§ Work to be completed
Please write out exactly the lines of the data below from the line holding "box: [264, 82, 296, 123]" through the line holding "negative clicks: (144, 78) (121, 82)", and leave out the rest.

§ Data supplied
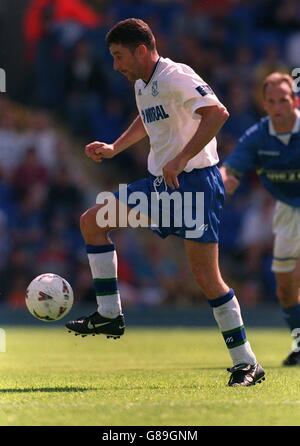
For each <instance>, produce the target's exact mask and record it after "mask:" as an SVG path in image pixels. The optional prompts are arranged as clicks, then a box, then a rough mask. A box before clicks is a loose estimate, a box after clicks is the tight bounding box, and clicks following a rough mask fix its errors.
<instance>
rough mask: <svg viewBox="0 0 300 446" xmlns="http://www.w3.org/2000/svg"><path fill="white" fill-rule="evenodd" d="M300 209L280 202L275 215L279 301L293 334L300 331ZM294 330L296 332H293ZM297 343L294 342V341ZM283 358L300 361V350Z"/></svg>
mask: <svg viewBox="0 0 300 446" xmlns="http://www.w3.org/2000/svg"><path fill="white" fill-rule="evenodd" d="M299 228H300V211H299V209H297V208H292V207H291V206H288V205H286V204H284V203H281V202H278V203H277V205H276V209H275V213H274V218H273V231H274V233H275V240H274V248H273V262H272V271H273V272H274V273H275V276H276V288H277V296H278V300H279V303H280V305H281V307H282V310H283V314H284V316H285V320H286V322H287V324H288V327H289V328H290V330H291V332H292V336H293V337H294V334H295V331H297V330H296V329H299V330H300V296H299V285H300V260H299V258H300V233H299ZM294 330H295V331H294ZM294 344H295V342H294ZM293 350H294V345H293V349H292V351H291V353H290V354H289V355H288V357H287V358H286V359H285V360H284V361H283V364H284V365H297V364H300V353H298V352H296V351H293Z"/></svg>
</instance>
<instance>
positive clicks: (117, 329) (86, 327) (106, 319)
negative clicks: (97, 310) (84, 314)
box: [66, 311, 125, 339]
mask: <svg viewBox="0 0 300 446" xmlns="http://www.w3.org/2000/svg"><path fill="white" fill-rule="evenodd" d="M66 328H67V329H68V330H69V332H74V333H75V335H81V336H87V335H96V334H104V335H106V337H107V338H110V337H111V338H114V339H117V338H119V337H120V336H122V335H123V334H124V331H125V320H124V316H123V314H120V315H119V316H117V317H116V318H114V319H109V318H107V317H104V316H101V314H99V313H98V311H95V313H92V314H90V315H88V316H84V317H80V318H79V319H76V320H75V321H70V322H68V323H67V324H66Z"/></svg>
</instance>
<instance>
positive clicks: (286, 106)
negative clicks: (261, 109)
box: [264, 82, 296, 123]
mask: <svg viewBox="0 0 300 446" xmlns="http://www.w3.org/2000/svg"><path fill="white" fill-rule="evenodd" d="M295 108H296V101H295V99H294V98H293V96H292V91H291V88H290V86H289V85H288V84H287V82H281V84H279V85H276V86H274V85H268V86H267V88H266V91H265V97H264V109H265V110H266V112H267V113H268V115H269V116H270V118H271V119H272V121H274V122H275V123H276V122H278V123H280V122H284V121H287V120H289V119H294V115H295Z"/></svg>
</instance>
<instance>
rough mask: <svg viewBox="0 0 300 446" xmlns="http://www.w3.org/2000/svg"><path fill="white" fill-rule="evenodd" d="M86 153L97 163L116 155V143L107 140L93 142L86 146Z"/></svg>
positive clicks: (86, 155)
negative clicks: (107, 140)
mask: <svg viewBox="0 0 300 446" xmlns="http://www.w3.org/2000/svg"><path fill="white" fill-rule="evenodd" d="M85 154H86V156H87V157H88V158H91V159H92V160H93V161H95V162H96V163H101V161H102V160H103V159H106V158H112V157H113V156H114V155H115V150H114V145H113V144H106V143H105V142H99V141H95V142H91V143H90V144H88V145H87V146H85Z"/></svg>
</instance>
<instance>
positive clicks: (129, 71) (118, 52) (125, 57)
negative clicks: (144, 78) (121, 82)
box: [109, 43, 142, 81]
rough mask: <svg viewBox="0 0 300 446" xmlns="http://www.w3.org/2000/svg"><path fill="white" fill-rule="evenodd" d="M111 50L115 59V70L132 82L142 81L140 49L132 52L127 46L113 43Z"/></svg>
mask: <svg viewBox="0 0 300 446" xmlns="http://www.w3.org/2000/svg"><path fill="white" fill-rule="evenodd" d="M109 49H110V53H111V55H112V57H113V67H114V70H116V71H119V72H120V73H121V74H123V75H124V76H125V77H127V79H128V80H130V81H136V80H137V79H141V77H142V74H141V68H142V67H141V63H140V60H139V57H138V48H136V49H135V50H134V51H130V49H129V48H127V47H126V46H123V45H119V44H115V43H113V44H112V45H111V46H110V48H109Z"/></svg>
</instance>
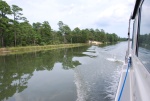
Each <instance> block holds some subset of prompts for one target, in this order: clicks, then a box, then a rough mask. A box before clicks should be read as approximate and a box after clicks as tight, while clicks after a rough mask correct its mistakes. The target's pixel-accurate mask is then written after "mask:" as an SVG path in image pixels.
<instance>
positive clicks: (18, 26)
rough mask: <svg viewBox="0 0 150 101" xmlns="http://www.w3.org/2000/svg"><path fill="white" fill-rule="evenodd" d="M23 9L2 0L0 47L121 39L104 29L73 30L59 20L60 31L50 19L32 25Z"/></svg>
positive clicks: (105, 41)
mask: <svg viewBox="0 0 150 101" xmlns="http://www.w3.org/2000/svg"><path fill="white" fill-rule="evenodd" d="M22 11H23V9H22V8H20V7H18V6H17V5H12V6H11V7H10V6H9V5H8V4H7V3H6V2H5V1H3V0H0V47H8V46H28V45H47V44H62V43H86V42H88V41H89V40H91V41H99V42H103V43H106V42H110V43H113V42H117V41H118V40H119V39H120V38H119V37H118V36H117V35H116V34H115V33H112V34H110V33H106V32H105V31H104V30H103V29H101V30H99V29H92V28H91V29H79V28H78V27H76V28H74V29H73V30H71V28H70V27H69V26H68V25H66V24H64V23H63V22H62V21H59V22H58V26H59V31H54V30H52V28H51V26H50V24H49V22H48V21H44V22H43V23H40V22H36V23H33V24H32V25H31V24H30V23H29V22H28V21H27V19H26V18H25V17H23V14H22V13H21V12H22ZM10 14H12V15H13V17H14V18H13V19H10V18H8V17H7V16H8V15H10ZM20 20H22V21H20Z"/></svg>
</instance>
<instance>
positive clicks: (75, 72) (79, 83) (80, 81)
mask: <svg viewBox="0 0 150 101" xmlns="http://www.w3.org/2000/svg"><path fill="white" fill-rule="evenodd" d="M74 78H75V79H74V82H75V85H76V88H77V100H76V101H86V99H87V91H86V87H85V83H86V82H85V83H83V79H82V75H81V73H80V72H79V71H78V68H75V69H74ZM88 91H90V89H88Z"/></svg>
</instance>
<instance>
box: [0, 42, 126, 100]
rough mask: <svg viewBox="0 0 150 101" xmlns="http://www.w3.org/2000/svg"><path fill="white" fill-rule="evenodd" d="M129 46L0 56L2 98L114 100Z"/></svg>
mask: <svg viewBox="0 0 150 101" xmlns="http://www.w3.org/2000/svg"><path fill="white" fill-rule="evenodd" d="M126 45H127V44H126V43H125V42H124V43H119V44H116V45H111V46H105V47H99V46H86V47H78V48H71V49H59V50H52V51H42V52H36V53H27V54H21V55H9V56H1V57H0V100H3V101H110V100H113V99H114V96H115V93H116V90H117V85H118V81H119V73H120V72H119V71H120V68H121V65H122V61H123V60H124V54H125V50H126ZM118 49H119V50H118ZM114 57H115V58H114ZM111 58H112V59H115V60H117V61H110V59H111Z"/></svg>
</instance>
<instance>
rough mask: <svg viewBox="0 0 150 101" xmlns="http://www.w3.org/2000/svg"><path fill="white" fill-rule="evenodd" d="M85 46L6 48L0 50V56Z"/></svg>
mask: <svg viewBox="0 0 150 101" xmlns="http://www.w3.org/2000/svg"><path fill="white" fill-rule="evenodd" d="M85 45H87V44H59V45H45V46H25V47H8V48H0V55H9V54H22V53H28V52H36V51H42V50H53V49H60V48H72V47H80V46H85Z"/></svg>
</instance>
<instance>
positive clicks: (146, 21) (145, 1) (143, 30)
mask: <svg viewBox="0 0 150 101" xmlns="http://www.w3.org/2000/svg"><path fill="white" fill-rule="evenodd" d="M140 24H141V25H140V35H139V37H138V40H139V53H138V57H139V59H140V60H141V62H142V63H143V64H144V65H145V67H146V68H147V69H148V71H149V72H150V0H145V1H144V3H143V5H142V11H141V23H140Z"/></svg>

§ Final answer
box: [264, 82, 296, 123]
mask: <svg viewBox="0 0 300 446" xmlns="http://www.w3.org/2000/svg"><path fill="white" fill-rule="evenodd" d="M295 108H296V101H295V99H294V98H293V96H292V91H291V88H290V86H289V85H288V84H287V82H281V84H279V85H276V86H274V85H268V86H267V88H266V91H265V97H264V109H265V110H266V112H267V113H268V115H269V116H270V118H271V119H272V121H274V122H275V123H276V122H278V123H280V122H284V121H287V120H289V119H294V115H295Z"/></svg>
</instance>
<instance>
rough mask: <svg viewBox="0 0 300 446" xmlns="http://www.w3.org/2000/svg"><path fill="white" fill-rule="evenodd" d="M86 153L97 163L116 155V143L107 140L93 142L86 146Z"/></svg>
positive clicks: (86, 155)
negative clicks: (107, 140)
mask: <svg viewBox="0 0 300 446" xmlns="http://www.w3.org/2000/svg"><path fill="white" fill-rule="evenodd" d="M85 154H86V156H87V157H88V158H91V159H92V160H93V161H95V162H96V163H101V161H102V160H103V159H106V158H112V157H113V156H114V155H115V150H114V145H113V144H106V143H105V142H99V141H95V142H91V143H90V144H88V145H87V146H85Z"/></svg>
</instance>
<instance>
positive clicks: (129, 71) (118, 52) (125, 57)
negative clicks: (144, 78) (121, 82)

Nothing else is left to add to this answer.